Stored items
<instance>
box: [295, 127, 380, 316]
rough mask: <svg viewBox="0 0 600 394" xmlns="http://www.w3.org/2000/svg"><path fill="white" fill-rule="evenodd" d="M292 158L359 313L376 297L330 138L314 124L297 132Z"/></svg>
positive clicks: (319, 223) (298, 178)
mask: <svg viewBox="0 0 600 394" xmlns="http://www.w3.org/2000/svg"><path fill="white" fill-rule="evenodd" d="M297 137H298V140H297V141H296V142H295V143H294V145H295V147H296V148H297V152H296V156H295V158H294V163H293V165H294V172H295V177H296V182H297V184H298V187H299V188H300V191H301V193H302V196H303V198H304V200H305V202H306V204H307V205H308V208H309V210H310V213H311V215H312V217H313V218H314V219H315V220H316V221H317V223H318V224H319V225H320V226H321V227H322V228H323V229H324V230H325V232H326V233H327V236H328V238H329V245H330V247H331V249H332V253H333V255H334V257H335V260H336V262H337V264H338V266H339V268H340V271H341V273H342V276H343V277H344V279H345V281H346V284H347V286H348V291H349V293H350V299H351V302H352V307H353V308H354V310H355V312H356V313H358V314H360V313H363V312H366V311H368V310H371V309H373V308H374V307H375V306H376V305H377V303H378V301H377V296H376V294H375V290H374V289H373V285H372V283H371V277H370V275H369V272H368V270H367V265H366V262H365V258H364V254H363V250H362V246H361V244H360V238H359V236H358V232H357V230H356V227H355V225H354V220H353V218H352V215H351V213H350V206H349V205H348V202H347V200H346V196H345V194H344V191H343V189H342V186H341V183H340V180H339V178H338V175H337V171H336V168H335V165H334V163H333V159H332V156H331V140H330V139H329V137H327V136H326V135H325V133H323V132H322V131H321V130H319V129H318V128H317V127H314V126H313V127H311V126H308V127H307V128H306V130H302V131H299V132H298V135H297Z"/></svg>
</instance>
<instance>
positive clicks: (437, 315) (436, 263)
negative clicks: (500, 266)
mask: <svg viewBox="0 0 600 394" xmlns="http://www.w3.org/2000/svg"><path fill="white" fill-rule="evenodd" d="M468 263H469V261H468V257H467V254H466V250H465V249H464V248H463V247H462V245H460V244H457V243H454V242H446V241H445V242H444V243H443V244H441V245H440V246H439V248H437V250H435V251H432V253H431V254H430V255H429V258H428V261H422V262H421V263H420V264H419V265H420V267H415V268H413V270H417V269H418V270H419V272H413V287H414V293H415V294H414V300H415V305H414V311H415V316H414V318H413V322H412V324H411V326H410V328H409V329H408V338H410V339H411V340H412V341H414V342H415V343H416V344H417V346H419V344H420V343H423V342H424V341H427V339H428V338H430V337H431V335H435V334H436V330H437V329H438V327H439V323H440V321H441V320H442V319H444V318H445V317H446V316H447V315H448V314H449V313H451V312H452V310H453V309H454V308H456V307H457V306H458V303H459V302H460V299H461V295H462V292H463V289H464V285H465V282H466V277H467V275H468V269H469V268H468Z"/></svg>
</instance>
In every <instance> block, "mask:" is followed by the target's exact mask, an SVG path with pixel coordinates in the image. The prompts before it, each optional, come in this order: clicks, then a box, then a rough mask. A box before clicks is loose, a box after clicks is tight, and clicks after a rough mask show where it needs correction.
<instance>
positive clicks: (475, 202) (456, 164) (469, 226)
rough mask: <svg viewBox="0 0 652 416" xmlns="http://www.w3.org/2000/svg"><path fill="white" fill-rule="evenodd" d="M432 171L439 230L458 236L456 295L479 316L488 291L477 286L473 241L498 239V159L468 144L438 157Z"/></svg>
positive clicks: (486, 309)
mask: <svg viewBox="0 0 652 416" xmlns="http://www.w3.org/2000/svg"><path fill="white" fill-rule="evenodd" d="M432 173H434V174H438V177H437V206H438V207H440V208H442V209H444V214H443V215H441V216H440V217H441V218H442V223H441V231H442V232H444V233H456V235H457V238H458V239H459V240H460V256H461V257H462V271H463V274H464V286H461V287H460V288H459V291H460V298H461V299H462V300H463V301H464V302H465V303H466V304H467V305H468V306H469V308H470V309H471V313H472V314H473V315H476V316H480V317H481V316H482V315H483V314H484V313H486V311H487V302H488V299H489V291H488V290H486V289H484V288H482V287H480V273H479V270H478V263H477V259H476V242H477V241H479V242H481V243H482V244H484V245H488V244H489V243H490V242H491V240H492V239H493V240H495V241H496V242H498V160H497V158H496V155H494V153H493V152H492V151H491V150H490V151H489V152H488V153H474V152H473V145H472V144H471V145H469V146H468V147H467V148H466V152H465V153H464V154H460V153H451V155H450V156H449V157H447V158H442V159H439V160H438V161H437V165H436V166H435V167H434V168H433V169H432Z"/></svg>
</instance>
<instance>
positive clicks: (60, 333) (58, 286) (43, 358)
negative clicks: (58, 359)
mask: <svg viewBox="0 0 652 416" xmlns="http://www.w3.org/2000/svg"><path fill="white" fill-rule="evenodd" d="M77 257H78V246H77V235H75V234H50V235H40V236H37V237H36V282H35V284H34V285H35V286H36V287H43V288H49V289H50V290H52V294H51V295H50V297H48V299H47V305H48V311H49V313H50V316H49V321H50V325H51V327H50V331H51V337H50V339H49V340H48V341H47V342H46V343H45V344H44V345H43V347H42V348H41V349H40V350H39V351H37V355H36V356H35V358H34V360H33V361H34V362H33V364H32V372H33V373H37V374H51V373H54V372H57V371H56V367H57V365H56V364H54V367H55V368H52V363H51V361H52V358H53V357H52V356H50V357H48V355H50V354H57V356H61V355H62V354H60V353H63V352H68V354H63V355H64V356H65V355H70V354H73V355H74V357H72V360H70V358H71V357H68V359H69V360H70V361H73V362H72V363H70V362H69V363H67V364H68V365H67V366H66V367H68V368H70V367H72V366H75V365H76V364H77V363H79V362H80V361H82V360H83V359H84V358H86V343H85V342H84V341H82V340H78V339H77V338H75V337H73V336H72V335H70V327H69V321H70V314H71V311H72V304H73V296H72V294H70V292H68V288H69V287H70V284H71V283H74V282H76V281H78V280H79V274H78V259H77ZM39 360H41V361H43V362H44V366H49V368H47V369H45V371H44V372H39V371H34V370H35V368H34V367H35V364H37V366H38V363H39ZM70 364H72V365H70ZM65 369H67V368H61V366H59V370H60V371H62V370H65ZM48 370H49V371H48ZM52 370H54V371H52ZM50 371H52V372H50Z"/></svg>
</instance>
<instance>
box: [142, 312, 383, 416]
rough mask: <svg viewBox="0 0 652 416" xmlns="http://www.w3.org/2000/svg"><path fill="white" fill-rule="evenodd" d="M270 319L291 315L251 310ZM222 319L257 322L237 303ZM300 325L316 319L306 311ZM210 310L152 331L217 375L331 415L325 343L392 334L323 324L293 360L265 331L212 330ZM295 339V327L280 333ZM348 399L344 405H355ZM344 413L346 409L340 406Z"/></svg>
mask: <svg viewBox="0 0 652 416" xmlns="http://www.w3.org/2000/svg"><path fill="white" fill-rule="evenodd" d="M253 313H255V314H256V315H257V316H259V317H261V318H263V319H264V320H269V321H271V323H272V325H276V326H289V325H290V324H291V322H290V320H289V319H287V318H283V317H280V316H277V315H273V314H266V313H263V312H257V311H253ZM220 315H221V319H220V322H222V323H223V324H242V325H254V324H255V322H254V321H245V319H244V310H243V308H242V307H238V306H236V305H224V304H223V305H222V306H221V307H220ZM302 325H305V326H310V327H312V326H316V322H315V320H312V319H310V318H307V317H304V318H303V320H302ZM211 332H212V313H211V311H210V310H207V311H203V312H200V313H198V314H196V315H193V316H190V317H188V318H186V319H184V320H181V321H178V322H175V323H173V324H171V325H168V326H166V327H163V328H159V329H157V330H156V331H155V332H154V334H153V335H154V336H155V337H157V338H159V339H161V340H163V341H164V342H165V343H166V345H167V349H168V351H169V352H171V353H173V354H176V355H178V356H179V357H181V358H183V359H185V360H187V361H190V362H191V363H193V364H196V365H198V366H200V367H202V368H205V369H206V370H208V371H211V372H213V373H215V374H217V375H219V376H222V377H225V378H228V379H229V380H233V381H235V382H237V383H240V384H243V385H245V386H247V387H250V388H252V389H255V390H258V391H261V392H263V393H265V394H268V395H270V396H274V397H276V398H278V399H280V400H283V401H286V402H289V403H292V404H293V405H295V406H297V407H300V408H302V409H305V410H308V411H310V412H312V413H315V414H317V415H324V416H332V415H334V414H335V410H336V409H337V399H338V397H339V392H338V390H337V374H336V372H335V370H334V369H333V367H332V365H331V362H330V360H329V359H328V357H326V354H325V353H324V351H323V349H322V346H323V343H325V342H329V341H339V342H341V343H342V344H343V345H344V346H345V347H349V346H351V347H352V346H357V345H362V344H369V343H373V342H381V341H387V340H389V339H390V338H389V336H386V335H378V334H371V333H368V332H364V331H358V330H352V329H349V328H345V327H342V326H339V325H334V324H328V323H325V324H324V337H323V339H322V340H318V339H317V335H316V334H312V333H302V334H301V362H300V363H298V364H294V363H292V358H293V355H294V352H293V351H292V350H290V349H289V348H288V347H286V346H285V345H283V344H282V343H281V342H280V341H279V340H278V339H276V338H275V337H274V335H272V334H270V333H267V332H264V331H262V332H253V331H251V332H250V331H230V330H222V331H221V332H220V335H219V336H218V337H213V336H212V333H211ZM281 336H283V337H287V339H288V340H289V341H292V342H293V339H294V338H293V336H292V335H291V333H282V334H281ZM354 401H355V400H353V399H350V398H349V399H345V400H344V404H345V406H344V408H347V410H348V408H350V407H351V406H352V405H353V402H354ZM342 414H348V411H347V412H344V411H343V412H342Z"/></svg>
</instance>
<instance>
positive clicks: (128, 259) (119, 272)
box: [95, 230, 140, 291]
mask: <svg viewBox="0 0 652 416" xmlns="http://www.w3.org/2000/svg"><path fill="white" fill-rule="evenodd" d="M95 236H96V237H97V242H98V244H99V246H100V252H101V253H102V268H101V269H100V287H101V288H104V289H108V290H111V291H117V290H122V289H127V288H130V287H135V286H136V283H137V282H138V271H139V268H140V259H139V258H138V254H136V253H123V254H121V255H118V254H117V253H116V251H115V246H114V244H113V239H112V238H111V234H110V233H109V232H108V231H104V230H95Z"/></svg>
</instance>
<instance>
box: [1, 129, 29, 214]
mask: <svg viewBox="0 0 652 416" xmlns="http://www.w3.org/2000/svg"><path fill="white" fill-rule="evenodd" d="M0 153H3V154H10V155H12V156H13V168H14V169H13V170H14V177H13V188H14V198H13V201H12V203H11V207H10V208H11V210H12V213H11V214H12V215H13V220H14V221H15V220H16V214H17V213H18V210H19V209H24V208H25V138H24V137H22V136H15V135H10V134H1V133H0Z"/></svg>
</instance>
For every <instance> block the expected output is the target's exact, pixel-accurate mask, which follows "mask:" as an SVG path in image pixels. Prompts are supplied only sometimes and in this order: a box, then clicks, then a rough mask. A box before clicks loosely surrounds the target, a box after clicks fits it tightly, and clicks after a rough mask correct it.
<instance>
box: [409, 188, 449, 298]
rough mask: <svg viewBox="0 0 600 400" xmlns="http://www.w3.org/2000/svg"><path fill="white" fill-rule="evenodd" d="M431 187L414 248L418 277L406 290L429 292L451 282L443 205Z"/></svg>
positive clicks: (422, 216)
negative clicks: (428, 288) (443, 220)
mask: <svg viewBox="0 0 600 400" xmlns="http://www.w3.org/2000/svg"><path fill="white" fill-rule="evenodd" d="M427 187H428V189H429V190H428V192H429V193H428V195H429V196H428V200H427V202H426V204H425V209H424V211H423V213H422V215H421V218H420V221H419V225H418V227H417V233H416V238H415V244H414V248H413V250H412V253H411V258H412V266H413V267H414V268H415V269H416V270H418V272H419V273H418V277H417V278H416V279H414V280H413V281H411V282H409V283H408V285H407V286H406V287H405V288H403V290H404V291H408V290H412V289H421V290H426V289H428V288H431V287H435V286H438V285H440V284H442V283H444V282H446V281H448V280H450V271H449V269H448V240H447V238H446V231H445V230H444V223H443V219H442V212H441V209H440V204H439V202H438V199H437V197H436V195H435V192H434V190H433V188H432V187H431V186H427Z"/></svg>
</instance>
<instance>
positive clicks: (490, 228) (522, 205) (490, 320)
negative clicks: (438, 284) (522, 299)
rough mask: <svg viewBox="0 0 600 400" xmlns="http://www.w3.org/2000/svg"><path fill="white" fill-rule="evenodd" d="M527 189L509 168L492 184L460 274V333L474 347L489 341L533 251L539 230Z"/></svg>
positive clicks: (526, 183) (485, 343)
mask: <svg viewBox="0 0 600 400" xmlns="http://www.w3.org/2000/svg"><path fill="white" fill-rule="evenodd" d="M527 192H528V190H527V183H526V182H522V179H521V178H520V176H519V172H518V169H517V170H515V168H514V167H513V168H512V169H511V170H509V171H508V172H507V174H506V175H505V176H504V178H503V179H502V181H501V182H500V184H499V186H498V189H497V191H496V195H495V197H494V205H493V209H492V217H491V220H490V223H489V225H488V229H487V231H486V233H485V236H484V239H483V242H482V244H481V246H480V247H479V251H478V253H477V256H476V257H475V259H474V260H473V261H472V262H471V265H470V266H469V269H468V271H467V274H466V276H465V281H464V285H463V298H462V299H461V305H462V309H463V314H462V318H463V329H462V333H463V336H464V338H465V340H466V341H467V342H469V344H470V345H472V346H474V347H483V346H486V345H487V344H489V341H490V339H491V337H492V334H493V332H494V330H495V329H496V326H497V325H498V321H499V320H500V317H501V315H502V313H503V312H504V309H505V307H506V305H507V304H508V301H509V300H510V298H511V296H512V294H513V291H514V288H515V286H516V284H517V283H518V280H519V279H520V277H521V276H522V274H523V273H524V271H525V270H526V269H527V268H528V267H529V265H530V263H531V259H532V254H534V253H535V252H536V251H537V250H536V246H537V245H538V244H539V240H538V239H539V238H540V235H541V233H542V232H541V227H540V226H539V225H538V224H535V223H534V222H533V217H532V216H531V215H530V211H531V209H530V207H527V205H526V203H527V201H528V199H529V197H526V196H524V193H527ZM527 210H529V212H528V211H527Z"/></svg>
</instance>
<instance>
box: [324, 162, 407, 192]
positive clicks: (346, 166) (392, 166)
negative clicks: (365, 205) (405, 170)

**Description of the task**. Gather every line of the records above that contains the string "pixel", and copy each of those lines in full.

**Reply**.
In every <instance> block, "mask:" is followed by the target's exact mask, an SVG path with pixel coordinates in the image. The prompts before it, each optional, come in this order: clicks, then a box, then a rough mask. A box before clicks is loose, a box after clicks is tight, and clicks after a rough mask show where it needs correction.
For every <instance> block the expected output is the target's exact, pixel-accurate mask, which follows "mask:" as an SVG path in image pixels. Prompts are supplied only sometimes and in this order: a box, then clicks, then a rough mask. A box before clicks loosely surrounds the target, a box after clicks fits it tightly, and clicks after a rough mask correct it.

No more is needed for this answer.